▶ **Metin bölümü**
======
Mahiri

Vilayet Erzurum, kaza Livane
O yâr beni sevdi, bilmem ele ne?
Razıyım taksimi bana verene
Dünyada vatana İphan dediler

Asıl adı Osman olan Mahirî, Yusufeli’nin İphan (yeni adı: İnanlı) köyünden Altuntaşoğulları’ndan  Ahmet Ağa’nın oğlu olup, 1850 yılında İphan’da doğdu. Genç yaşta anne ve babasını kaybeden Mahirî’nin Mihriban adında bir ablası vardı.

Köyün gençleri akşamları köy konağında toplanır, sırayla türküler söyler, sohbet eder, eğlenirlerdi. Bu sıra türkülerindeki âdet gereğince, kendisine sıra gelince bir türkü söyleyemeyen kişi, orada bulunan gençlere ziyafet çekerdi. Utangaç bir delikanlı olan Osman, türkü söylemeyi beceremediği için arkadaşlarına iki kere ziyafet çekmek zorunda kaldı. İkinci ziyafetten sonra üzüntü içerisinde evine gelen Osman, yattı ve gaflet uykusuna daldı. Rüyasında İran’ın Şirvan şehrindeki Mirza Han’ın kızı Mahitaban aşkına pîrler elinden bâde içen Osman, Mahitaban’a âşık oldu. Bu sarhoşlukla sabah uyanamayan Osman’ı ablası Mihriban uyandıramayınca, köylüler Osman’ın ölmüş olduğuna karar verdiler ve köyden bir genci Erkinis (Demirkent) köyüne kefen bezi almaya yolladılar. Kefenlik bezi alan genç, köye dönmek üzereyken Erkinisli Âşık Muhibbî’ye rastladı. Genç, kendisine kefen bezini kimin için aldığını soran Muhibbî’ye, Altuntaşlar’dan Osman’ın öldüğünü, bezi onun için aldığını söyledi. Muhibbî de gence, “Bizim eve gidip, sazımı al, getir” dedi ve aldığı kefen bezini dükkâna geri verdirdi. Sazını omuzlayan Muhibbî, gençle birlikte İphan köyüne, Osman’ın evine geldi. Olgunluk çağında olan Muhibbî, Osman’ın başucuna oturdu, sazını açtı ve saz çalıp, ona bir şiir söyledi. Eve toplanmış olanlar, Muhibbî’nin bu işine şaşırıp kaldılar ve oldukça yadırgadılar. Muhibbî, söylediği bu şiirden sonra Osman’ın uyanmadığını görünce tekrar sazını çalmaya başlayıp, Osman’a şu koşmayı[1] söyledi:


Ne düşmüşsün çocuk hâb-ı gaflete
Uyan çocuk uyan, göreyim n’olmuş
Uğradın mı erenlerin şerrine
Aç gözün gafletten, sorayım n’olmuş

Pîrler neşe almış şirin sesinden
Bir bâde içtin mi kırklar tasından
Sen de giyindin mi aşk libasından
Uyan yavru uyan, göreyim n’olmuş

Âşıklar aşk ile odlara yana
Hasreti kâr ede o şirin cana
Baksana Muhibbî çağırır sana
Uyan çocuk uyan, göreyim n’olmuş.
======
▶ **Seçilmiş satırlar**
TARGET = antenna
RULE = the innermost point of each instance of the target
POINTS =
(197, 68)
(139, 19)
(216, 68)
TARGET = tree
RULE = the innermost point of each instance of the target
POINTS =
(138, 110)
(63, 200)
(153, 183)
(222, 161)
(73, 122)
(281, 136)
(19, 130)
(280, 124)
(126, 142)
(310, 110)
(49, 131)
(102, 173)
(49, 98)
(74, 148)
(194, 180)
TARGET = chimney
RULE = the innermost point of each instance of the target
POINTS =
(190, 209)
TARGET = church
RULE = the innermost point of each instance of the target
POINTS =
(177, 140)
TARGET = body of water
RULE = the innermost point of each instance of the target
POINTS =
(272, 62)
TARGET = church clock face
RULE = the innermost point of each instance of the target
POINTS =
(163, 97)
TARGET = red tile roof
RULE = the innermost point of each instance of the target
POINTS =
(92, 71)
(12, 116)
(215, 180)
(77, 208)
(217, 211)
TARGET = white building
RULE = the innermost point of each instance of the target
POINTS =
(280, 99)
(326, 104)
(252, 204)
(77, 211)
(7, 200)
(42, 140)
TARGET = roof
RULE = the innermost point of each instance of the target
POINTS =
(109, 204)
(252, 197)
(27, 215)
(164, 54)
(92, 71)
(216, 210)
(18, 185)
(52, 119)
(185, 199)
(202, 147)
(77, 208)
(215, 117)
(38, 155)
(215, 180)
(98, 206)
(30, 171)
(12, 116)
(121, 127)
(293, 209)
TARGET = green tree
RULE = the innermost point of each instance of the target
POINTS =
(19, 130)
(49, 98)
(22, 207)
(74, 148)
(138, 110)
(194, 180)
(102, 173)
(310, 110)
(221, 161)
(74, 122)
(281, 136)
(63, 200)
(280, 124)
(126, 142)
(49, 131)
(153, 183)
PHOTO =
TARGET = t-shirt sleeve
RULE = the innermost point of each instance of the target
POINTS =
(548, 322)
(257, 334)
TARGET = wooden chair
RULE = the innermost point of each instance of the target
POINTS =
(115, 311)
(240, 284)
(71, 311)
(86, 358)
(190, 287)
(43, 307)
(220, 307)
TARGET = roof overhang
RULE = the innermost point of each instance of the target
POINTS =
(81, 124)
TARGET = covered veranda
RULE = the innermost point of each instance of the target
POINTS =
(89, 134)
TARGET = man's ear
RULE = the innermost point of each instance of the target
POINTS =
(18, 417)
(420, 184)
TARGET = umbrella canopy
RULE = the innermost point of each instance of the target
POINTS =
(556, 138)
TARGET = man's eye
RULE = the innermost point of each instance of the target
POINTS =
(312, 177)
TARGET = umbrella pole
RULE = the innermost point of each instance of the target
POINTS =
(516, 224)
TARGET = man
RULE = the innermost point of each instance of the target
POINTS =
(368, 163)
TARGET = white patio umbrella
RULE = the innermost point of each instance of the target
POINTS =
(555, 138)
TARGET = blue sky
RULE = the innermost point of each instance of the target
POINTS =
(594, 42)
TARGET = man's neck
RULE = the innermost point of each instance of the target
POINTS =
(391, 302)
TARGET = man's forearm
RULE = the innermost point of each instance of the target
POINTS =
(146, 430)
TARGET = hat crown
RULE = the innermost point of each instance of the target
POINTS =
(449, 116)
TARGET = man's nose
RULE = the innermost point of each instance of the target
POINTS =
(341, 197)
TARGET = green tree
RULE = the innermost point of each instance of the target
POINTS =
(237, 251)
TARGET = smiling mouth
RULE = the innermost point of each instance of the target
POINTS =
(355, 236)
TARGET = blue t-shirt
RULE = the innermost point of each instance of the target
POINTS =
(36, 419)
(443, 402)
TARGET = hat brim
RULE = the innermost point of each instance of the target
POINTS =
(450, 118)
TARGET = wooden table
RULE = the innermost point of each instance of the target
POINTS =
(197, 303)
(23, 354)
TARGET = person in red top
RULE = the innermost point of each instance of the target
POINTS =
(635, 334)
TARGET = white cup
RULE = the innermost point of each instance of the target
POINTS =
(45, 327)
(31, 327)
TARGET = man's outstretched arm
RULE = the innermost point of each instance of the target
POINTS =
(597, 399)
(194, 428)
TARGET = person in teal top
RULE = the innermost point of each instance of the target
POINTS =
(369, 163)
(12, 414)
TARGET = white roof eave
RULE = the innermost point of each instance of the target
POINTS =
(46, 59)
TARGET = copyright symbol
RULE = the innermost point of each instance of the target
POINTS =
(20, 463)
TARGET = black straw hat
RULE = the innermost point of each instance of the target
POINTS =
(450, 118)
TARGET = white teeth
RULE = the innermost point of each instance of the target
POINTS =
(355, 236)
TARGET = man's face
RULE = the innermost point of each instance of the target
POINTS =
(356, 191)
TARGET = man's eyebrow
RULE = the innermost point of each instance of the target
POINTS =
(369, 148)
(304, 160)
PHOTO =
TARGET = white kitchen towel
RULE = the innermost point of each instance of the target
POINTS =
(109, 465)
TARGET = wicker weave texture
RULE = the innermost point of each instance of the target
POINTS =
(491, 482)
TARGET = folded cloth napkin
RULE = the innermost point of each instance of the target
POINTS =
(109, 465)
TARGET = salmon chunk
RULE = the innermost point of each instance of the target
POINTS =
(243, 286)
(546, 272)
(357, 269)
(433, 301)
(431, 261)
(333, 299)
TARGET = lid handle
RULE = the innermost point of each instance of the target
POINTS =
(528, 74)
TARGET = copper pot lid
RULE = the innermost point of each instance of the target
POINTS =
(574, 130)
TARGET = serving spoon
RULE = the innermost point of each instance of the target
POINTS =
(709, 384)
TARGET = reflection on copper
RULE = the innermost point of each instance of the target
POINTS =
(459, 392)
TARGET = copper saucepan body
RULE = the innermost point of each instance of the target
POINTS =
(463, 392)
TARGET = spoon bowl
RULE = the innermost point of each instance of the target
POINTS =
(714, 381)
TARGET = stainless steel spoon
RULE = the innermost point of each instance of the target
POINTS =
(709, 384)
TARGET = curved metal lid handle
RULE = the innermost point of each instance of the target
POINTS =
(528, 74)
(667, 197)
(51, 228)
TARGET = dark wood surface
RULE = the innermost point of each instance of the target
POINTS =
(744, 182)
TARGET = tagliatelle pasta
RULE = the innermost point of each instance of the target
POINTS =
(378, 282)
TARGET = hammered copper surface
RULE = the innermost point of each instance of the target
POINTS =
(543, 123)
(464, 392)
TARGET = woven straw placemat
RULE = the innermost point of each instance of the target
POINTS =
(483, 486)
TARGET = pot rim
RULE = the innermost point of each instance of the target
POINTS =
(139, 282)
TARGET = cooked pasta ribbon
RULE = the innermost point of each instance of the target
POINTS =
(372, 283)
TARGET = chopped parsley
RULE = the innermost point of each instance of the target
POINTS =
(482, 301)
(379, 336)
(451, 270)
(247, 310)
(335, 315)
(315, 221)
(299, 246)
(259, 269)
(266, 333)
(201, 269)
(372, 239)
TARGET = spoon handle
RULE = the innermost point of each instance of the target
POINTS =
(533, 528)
======
▶ **Yapılacak iş**
Mahirî'nin hayatını anlatan metinde adı geçen kişileri sıralayın; aynı kişiye ait iki adı tek maddede birlikte verin. Bu satırların metinle bir bağlantısı yoktur.

▶ **Görevin cevabı**
- Osman (Mahirî)
- Ahmet Ağa
- Mihriban
- Mirza Han
- Mahitaban
- Muhibbî